[[ Provided records open ]]
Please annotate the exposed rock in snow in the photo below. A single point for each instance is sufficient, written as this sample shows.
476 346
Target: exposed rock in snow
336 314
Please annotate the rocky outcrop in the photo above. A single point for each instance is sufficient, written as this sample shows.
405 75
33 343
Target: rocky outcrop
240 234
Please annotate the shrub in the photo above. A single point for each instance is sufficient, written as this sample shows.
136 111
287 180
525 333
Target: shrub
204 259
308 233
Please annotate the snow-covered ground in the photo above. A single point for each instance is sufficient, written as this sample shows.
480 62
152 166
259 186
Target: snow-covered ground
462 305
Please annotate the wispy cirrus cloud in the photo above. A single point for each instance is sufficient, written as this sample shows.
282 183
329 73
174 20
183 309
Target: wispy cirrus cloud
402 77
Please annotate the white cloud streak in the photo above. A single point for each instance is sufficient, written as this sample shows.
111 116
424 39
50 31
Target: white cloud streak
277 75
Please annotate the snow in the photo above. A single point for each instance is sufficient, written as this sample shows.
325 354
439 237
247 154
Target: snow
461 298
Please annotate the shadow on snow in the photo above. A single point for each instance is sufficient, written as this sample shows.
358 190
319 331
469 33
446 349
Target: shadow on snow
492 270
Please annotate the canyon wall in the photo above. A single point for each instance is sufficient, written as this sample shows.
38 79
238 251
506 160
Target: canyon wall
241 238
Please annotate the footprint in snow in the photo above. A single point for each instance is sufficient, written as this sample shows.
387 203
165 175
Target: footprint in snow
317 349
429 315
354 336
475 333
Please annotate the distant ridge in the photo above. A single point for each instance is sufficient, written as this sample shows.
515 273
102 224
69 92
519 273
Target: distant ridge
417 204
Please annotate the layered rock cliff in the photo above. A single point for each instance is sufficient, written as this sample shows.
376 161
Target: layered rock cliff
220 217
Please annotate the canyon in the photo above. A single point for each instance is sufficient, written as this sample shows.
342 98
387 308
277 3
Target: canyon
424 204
[[ Provided records closed ]]
[[ Provided records open ]]
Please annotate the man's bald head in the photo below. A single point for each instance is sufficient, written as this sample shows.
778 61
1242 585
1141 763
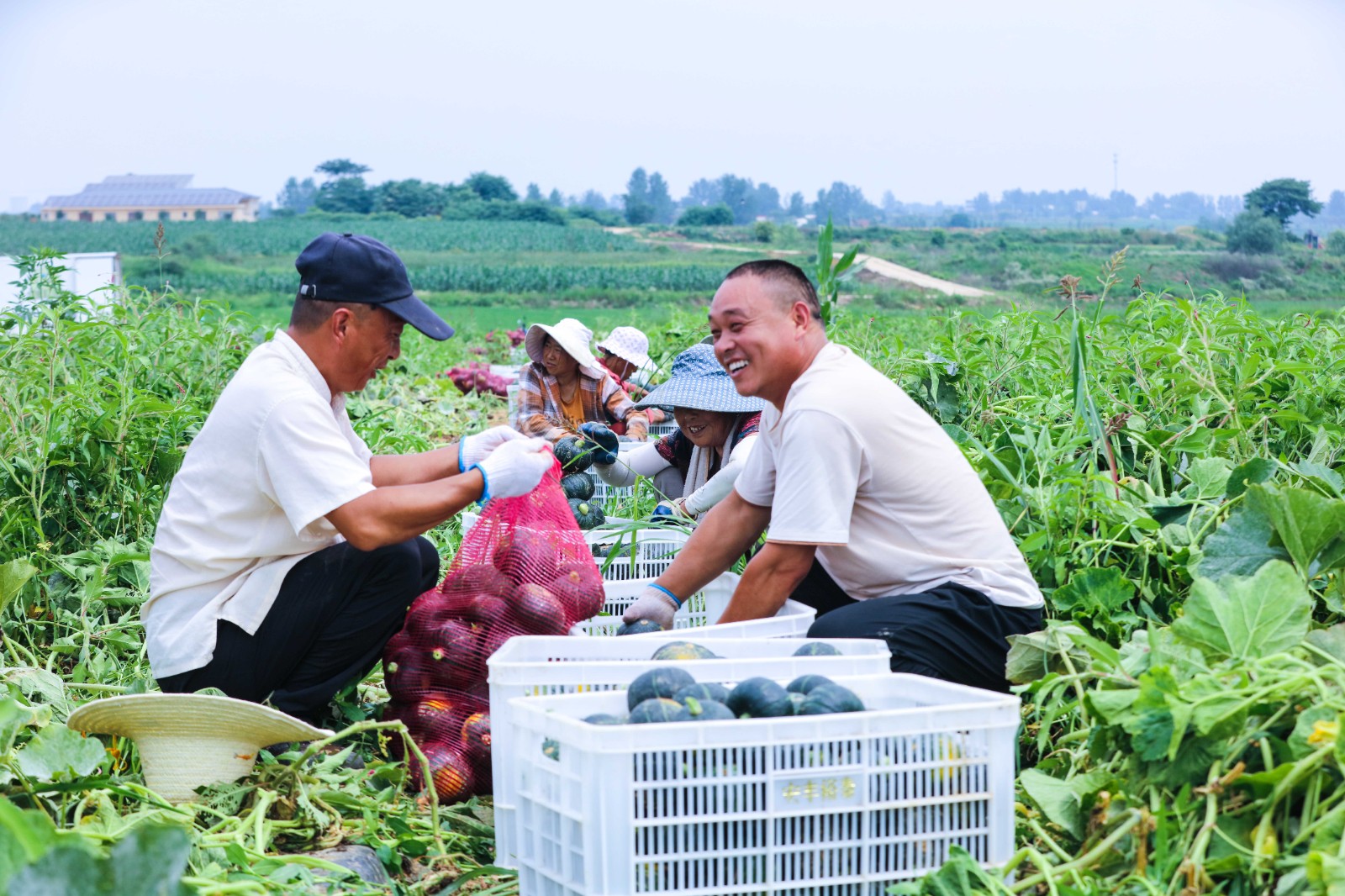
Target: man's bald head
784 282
[[ Provided records closed ]]
[[ Provided records open ]]
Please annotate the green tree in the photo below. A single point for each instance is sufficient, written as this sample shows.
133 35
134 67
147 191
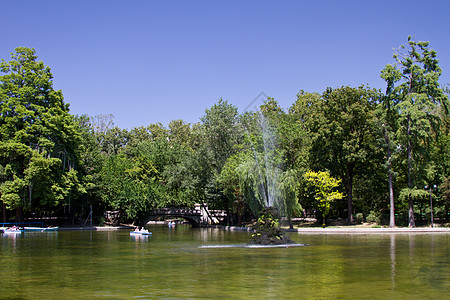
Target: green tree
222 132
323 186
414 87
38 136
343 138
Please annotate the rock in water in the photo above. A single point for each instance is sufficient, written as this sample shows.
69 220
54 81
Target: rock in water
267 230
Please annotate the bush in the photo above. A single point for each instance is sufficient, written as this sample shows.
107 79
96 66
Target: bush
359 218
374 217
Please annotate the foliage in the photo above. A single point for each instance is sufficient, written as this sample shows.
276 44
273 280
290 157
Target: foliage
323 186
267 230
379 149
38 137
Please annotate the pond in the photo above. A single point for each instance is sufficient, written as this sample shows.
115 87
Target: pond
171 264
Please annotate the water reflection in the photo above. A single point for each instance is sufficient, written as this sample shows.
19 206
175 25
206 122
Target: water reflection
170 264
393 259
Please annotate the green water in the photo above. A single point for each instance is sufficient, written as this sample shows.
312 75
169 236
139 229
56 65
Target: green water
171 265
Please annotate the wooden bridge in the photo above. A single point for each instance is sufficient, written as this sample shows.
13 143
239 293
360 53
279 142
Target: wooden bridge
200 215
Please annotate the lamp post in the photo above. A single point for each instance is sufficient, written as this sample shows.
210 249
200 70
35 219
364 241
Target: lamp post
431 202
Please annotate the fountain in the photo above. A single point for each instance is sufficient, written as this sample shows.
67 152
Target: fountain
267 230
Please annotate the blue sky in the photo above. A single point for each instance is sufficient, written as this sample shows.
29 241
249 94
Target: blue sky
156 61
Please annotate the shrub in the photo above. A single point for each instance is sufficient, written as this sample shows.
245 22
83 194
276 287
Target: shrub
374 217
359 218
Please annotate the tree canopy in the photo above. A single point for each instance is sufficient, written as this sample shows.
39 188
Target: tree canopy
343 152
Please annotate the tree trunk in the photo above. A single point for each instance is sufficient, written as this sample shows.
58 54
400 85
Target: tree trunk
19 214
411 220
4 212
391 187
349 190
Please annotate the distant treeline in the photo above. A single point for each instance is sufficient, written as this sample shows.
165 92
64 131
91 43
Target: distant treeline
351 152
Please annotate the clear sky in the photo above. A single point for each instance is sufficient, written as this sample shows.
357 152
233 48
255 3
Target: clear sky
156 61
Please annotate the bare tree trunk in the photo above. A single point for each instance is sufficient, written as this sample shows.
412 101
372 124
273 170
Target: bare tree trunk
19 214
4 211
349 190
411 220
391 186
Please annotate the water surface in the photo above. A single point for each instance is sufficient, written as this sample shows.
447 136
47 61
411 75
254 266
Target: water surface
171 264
[[ Provided records closed ]]
* **Your instructions**
Tally the lines of the records that contain "below", then write only the total.

* **Answer**
3